◆ WORK TO DO: Rewrite the lines of all the records, changing "top-left corner" to "upper-left corner" and leaving everything else as it is.

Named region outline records

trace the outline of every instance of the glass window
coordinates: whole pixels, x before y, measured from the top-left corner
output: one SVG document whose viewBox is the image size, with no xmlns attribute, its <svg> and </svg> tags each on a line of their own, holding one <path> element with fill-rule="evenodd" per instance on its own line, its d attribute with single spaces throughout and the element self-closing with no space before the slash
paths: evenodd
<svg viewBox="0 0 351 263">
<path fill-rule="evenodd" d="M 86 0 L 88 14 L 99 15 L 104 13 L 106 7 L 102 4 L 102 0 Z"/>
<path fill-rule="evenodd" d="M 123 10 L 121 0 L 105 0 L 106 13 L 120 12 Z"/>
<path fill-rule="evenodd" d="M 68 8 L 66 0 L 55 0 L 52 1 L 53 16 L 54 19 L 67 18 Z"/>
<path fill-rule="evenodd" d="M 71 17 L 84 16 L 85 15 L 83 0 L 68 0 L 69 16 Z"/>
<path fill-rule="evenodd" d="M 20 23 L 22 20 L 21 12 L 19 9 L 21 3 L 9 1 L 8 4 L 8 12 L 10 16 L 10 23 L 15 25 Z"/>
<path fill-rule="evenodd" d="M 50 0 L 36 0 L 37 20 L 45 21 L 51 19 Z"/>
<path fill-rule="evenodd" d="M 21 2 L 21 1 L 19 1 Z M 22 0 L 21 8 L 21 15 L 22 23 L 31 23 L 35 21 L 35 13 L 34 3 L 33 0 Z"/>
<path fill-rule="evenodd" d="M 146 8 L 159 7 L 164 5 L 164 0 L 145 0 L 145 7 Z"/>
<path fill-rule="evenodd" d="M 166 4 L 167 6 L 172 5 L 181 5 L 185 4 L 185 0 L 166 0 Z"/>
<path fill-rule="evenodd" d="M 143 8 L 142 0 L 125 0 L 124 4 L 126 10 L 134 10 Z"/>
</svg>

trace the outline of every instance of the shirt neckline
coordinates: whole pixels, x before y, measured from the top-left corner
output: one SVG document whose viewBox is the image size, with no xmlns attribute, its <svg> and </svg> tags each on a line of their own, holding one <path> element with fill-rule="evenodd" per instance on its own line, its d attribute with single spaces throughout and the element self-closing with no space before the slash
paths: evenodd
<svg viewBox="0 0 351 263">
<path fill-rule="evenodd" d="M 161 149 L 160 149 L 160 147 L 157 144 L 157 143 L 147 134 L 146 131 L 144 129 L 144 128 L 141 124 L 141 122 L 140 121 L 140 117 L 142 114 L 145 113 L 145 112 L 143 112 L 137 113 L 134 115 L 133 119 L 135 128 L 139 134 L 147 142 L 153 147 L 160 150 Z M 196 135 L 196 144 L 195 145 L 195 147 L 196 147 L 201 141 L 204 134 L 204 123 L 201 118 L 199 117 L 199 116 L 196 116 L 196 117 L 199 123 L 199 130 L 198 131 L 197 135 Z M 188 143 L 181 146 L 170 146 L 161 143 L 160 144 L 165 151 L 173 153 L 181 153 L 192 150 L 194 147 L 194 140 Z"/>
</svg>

◆ REPLY:
trace the outline of every instance of the glass window
coordinates: whole pixels, x before y, measured from the upper-left corner
output: one SVG document whose viewBox is the image size, with no xmlns attribute, its <svg> and </svg> tags each on a line of their own, holding one <path> element with fill-rule="evenodd" per instance on its own line, its d attribute with single spaces throughout and the element self-closing with no space before the slash
paths: evenodd
<svg viewBox="0 0 351 263">
<path fill-rule="evenodd" d="M 86 0 L 88 14 L 99 15 L 104 13 L 106 7 L 102 4 L 102 0 Z"/>
<path fill-rule="evenodd" d="M 123 10 L 121 0 L 105 0 L 106 13 L 120 12 Z"/>
<path fill-rule="evenodd" d="M 68 8 L 66 0 L 55 0 L 52 1 L 53 16 L 54 19 L 67 18 Z"/>
<path fill-rule="evenodd" d="M 71 17 L 84 16 L 85 15 L 83 0 L 68 0 L 69 16 Z"/>
<path fill-rule="evenodd" d="M 20 23 L 22 20 L 21 12 L 19 9 L 21 3 L 9 1 L 8 4 L 8 12 L 10 16 L 10 23 L 15 25 Z"/>
<path fill-rule="evenodd" d="M 50 0 L 36 0 L 37 20 L 45 21 L 51 19 Z"/>
<path fill-rule="evenodd" d="M 21 2 L 21 1 L 19 1 Z M 22 0 L 21 8 L 21 15 L 22 23 L 31 23 L 35 21 L 35 13 L 34 3 L 33 0 Z"/>
<path fill-rule="evenodd" d="M 146 8 L 159 7 L 164 5 L 164 0 L 145 0 L 145 7 Z"/>
<path fill-rule="evenodd" d="M 166 4 L 167 6 L 172 5 L 181 5 L 185 4 L 185 0 L 166 0 Z"/>
<path fill-rule="evenodd" d="M 143 8 L 142 0 L 125 0 L 124 4 L 126 10 L 134 10 Z"/>
</svg>

trace the outline of every instance of the shirt neckline
coordinates: whole pixels, x before y, measured from the upper-left corner
output: one SVG document whose viewBox is the image size, with no xmlns attribute, its <svg> and </svg> tags each on a line of their own, holding one <path> element with fill-rule="evenodd" per instance on its own line, its d attribute with single spaces throughout and the element self-closing with no space before the slash
paths: evenodd
<svg viewBox="0 0 351 263">
<path fill-rule="evenodd" d="M 161 149 L 160 149 L 160 147 L 157 144 L 157 143 L 147 134 L 146 131 L 144 129 L 144 128 L 141 124 L 141 122 L 140 121 L 140 117 L 142 114 L 145 113 L 145 112 L 143 112 L 137 113 L 134 115 L 133 119 L 135 128 L 139 134 L 147 142 L 153 147 L 160 150 Z M 196 135 L 196 144 L 195 145 L 195 147 L 196 147 L 201 141 L 204 134 L 204 123 L 201 118 L 199 117 L 199 116 L 196 116 L 196 117 L 199 123 L 199 130 L 198 131 L 197 135 Z M 188 143 L 181 146 L 170 146 L 161 143 L 160 144 L 165 151 L 173 153 L 181 153 L 192 150 L 194 147 L 194 140 Z"/>
</svg>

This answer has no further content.